Prompt » All records below must be retyped exactly.

───── Record set ─────

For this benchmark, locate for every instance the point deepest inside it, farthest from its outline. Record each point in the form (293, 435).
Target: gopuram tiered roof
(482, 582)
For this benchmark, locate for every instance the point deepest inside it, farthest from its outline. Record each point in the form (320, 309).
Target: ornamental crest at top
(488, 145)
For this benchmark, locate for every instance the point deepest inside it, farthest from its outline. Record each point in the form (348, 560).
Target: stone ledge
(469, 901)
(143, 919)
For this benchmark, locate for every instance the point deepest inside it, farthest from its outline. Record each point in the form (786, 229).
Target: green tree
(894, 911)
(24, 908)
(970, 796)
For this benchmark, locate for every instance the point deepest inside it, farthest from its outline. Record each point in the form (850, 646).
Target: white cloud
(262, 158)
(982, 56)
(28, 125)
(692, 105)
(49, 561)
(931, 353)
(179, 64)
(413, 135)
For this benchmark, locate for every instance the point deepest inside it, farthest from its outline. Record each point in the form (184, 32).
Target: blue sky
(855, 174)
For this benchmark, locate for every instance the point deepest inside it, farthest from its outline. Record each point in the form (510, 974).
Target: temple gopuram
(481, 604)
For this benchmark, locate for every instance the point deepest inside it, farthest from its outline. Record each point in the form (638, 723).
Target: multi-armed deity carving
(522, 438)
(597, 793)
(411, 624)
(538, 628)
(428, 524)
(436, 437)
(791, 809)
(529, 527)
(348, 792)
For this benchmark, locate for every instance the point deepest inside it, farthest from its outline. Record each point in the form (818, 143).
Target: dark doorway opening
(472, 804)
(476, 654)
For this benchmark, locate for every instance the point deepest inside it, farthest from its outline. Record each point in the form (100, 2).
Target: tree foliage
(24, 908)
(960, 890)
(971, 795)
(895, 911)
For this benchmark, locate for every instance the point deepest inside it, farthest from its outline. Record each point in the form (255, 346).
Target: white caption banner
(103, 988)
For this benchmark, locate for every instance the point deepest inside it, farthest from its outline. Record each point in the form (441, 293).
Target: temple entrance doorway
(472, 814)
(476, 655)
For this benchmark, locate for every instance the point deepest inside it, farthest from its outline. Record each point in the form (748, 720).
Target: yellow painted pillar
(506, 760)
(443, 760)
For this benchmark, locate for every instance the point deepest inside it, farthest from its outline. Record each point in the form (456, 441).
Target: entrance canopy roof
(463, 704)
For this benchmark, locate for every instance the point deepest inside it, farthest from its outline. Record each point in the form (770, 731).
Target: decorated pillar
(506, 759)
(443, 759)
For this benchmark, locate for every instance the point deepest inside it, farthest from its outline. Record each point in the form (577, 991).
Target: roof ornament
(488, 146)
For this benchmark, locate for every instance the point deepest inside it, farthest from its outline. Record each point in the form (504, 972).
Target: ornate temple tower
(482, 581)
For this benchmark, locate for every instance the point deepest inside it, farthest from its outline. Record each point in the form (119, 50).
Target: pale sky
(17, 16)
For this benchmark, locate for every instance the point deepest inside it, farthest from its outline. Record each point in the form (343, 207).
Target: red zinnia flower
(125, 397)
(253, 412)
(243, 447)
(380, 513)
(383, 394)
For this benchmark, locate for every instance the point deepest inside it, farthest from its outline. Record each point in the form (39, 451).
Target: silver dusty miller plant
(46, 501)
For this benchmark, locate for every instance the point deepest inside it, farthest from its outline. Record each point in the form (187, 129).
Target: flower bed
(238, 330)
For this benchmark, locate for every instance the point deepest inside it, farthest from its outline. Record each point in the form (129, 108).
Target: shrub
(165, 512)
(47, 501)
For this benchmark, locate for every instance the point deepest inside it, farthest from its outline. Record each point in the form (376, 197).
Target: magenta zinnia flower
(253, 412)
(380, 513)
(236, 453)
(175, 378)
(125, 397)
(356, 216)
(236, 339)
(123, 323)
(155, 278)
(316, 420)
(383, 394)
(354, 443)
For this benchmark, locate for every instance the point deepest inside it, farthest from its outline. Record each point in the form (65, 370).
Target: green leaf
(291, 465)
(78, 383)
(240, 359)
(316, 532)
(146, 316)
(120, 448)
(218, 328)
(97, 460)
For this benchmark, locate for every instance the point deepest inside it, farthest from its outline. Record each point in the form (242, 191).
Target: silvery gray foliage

─────

Written reply »
For this benchmark, locate for every instance the point deepest inside it, farthest from its outline. Record each point in the form (293, 435).
Target: gopuram tiered roof
(482, 582)
For this benchmark, locate for every instance the point deepest inside it, farthest from its outline. Record each point in the form (320, 309).
Target: ornamental crest at top
(488, 145)
For this benchmark, locate for every instance the point deepest inside it, farthest from its outline. Record each point in the form (348, 560).
Target: stone ledge
(469, 901)
(143, 919)
For this benchmark, locate for every instance the point deepest inside it, farthest from its outline. Record each point in the form (786, 229).
Target: green tree
(894, 911)
(24, 908)
(970, 796)
For this benchmark, locate for every instance the point deepest inside it, farthest from its outline. Record each point in the form (850, 646).
Target: white cloud
(262, 158)
(982, 56)
(28, 125)
(692, 105)
(49, 561)
(931, 353)
(179, 64)
(413, 135)
For this benchmark, locate for every instance the point deepest inside it, farthest from its outline. Record each point in the form (184, 32).
Target: blue sky
(855, 174)
For this benchmark, locate for every instance the point deepest inside it, farthest from its outline. Record each point in the form (510, 974).
Target: temple gopuram
(481, 604)
For this benchmark, locate for every instance the point deepest inside it, farthest from its outline. Record each point in the form (638, 723).
Target: multi-armed deity carving
(522, 438)
(597, 793)
(411, 624)
(538, 628)
(428, 524)
(436, 437)
(791, 809)
(529, 527)
(348, 792)
For this benchmark, locate for every instance the point deepest inside it, farthest from its outline. Record each point in the form (818, 143).
Target: dark doorway opening
(472, 804)
(476, 654)
For this benchmark, locate for every instance the point deepest inside it, farthest from its outline. Record each point in the form (100, 2).
Target: tree foliage
(24, 908)
(960, 890)
(971, 795)
(895, 911)
For this benchmark, locate for every instance the point deepest inside it, farthest from its outline. Record each point in the form (255, 346).
Target: white caption banner
(103, 988)
For this benchmark, locate for every instance the point deepest inside it, farthest from its outline. Record each point in the form (441, 293).
Target: temple entrance doorway
(472, 814)
(476, 655)
For this benchmark, locate for every instance the point deepest inside it, farthest from its outline. Record each point in the form (748, 720).
Target: yellow painted pillar
(506, 760)
(443, 760)
For this benchmark, locate for every instance the point deepest inside it, farthest from its outline. Record each point in the form (456, 441).
Target: entrance canopy roof
(463, 704)
For this benchmark, locate for every instance the point deepest inside it, farthest from its outline. Record each point in the form (770, 731).
Target: decorated pillar
(506, 759)
(443, 759)
For this benchmark, locate for every instance the point deepest inside it, farthest from its outline. Record each point in the form (577, 991).
Target: roof ornament
(488, 146)
For this benchmark, locate for every instance the point deepest inside it, farthest from its outline. Record each point in the form (504, 972).
Target: ornate temple tower
(482, 581)
For this benchmark, locate for every instance the point deepest inside it, farthest from its outline. Record each point in the form (119, 50).
Target: pale sky
(17, 16)
For this benchmark, locate for every instance the point deepest inside it, farthest from its outline. Record each point in the form (343, 207).
Target: red zinnia flower
(125, 397)
(253, 412)
(243, 447)
(380, 513)
(383, 394)
For this benchmark, locate for every instance the point deepest inside it, farthest from its outline. Record each point in the form (39, 451).
Target: silver dusty miller plant
(46, 501)
For this benchmark, locate for every instance the point deepest inside it, farthest from its outline. Record each point in the form (187, 129).
Target: flower bed
(238, 330)
For this benchmark, locate for every instance the point deepest inside it, farthest from its outline. Record each point in the form (129, 108).
Target: shrub
(165, 512)
(47, 501)
For this benchmark, locate for every instance the point deepest inside it, farthest from its outline. Record each point in the form (376, 197).
Target: magenta zinnia flower
(253, 412)
(380, 513)
(236, 453)
(175, 378)
(125, 397)
(356, 216)
(236, 339)
(123, 323)
(155, 278)
(316, 420)
(383, 394)
(354, 443)
For this benchmark, locate for every instance the point deepest inside it, farthest from its outline. Record each point in the form (65, 370).
Target: green leaf
(291, 465)
(78, 383)
(240, 359)
(316, 532)
(146, 316)
(120, 448)
(218, 328)
(97, 460)
For this benchmark, locate for every instance the point deepest inside it, farthest from its outline. Record each point in the form (242, 191).
Target: silvery gray foliage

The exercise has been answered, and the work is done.